*** Opening of DOCUMENT PASSAGE ***

Small-scale nanopore sensor technology has enjoyed use in high-throughput and low-cost DNA sequencing. Now, University of Groningen scientists have demonstrated that a patented biological nanopore can read fingerprints of proteins and peptides, even at the single amino acid level.
In developing their nanopore methodology, the team addressed two crucial challenges: getting polypeptides into the pore and identifying differences in proteins by measuring changes in current.
"If the direction of the ion current can be controlled, a fluid flow strong enough to transport polypeptides can be generated,” said associate professor Giovanni Maglia. “We did this by tuning the charges inside the pore wall. By changing the pH of the medium, it was possible to fine-tune the balance between the electro-osmotic flow and the force of the electric field that was applied across the pore.”
Using this electro-osmotic flow to drive the polypeptides into the pores, the team was able to test five different different polypeptides ranging from 1 to 25 kilodaltons. These include biomarkers for a number of diseases, such as chymotrypsin (pancreatic cysts), endothelin-1 (bronchiolitis obliterans), and human EGF (chronic kidney disease).
As the tested polypeptides enter the pore, a current generated produces a unique fingerprint. Remarkably, the team has even managed to distinguish two versions for endothelin that differ by just one amino acid.
The key behind this technology is the nanopore, Fragaceatoxin C (FraC), which has been engineered to to allow the entry of polypeptides at a fixed potential regardless of the charge composition of the polypeptide. Moreover, while past pores have adopted a barrel-shaped structure, FraC’s alpha helical design features a narrow, funnel end from which measurements are made. This allows easier tuning for single amino acids.
“It is a major advantage that nanopore technology has already been developed for DNA sequencing. This technology is fast, cheap and robust: nanopore sequencing devices are used in the field and one has even been sent up to the International Space Station,” says Maglia. “Molecular diagnostics and biomarker discovery should benefit particularly from the single-molecule characterization of proteomes.”
These findings were published earlier today in Nature Communications.

*** Close of DOCUMENT PASSAGE ***
*** Opening of DATA SUPPLIED ***

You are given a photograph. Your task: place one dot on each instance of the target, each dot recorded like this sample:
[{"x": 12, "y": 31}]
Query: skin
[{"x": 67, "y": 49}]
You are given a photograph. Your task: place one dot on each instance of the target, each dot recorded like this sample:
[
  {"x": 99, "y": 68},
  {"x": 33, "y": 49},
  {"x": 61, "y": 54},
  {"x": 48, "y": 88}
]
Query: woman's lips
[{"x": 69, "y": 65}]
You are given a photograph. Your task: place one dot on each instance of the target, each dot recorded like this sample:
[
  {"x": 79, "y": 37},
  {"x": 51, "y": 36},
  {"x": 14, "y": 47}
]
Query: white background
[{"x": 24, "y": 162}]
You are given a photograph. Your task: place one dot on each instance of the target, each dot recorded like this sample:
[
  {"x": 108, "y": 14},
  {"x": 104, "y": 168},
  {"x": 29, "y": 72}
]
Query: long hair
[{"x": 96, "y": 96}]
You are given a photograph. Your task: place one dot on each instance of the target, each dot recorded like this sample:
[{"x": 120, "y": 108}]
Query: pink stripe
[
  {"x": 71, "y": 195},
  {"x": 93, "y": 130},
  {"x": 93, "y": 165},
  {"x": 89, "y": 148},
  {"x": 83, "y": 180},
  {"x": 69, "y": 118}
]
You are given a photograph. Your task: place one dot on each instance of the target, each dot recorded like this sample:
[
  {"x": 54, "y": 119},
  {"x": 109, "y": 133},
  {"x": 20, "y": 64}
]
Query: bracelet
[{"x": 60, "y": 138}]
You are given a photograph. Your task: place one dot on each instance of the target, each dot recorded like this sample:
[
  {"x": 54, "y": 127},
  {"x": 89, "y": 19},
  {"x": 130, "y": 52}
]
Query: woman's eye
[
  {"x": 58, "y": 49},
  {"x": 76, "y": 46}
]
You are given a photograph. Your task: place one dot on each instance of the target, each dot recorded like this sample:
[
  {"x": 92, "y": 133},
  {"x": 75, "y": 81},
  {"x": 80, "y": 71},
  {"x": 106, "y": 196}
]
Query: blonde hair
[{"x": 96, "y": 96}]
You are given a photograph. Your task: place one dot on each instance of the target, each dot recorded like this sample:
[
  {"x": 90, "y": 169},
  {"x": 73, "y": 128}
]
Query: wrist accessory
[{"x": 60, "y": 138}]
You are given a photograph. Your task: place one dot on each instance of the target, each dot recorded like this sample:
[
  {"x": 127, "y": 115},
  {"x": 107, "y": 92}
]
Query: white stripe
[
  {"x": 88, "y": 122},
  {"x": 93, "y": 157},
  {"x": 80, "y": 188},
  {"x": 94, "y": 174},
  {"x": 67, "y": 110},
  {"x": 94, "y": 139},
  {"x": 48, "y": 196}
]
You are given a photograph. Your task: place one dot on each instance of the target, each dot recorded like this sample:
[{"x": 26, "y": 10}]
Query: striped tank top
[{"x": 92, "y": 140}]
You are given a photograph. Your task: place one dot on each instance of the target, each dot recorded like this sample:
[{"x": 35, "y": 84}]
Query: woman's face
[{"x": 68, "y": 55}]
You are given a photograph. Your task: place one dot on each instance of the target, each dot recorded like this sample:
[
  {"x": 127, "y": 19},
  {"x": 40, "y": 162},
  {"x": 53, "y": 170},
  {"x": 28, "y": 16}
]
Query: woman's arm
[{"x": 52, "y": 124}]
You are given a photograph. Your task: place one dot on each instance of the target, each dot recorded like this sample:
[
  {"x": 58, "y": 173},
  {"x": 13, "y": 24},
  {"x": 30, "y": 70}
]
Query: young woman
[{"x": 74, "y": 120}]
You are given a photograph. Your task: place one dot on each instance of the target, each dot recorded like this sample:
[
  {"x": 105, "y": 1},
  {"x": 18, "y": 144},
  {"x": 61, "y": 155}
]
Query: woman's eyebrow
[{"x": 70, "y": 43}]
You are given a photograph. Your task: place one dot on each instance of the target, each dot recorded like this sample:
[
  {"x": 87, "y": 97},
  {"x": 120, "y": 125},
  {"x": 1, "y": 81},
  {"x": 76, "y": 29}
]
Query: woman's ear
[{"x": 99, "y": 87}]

*** Close of DATA SUPPLIED ***

Please state the size range of the five polypeptides tested in the nanopore article. These records come from a separate source.

SOLUTION FOR THIS PROBLEM: They ranged from 1 to 25 kilodaltons.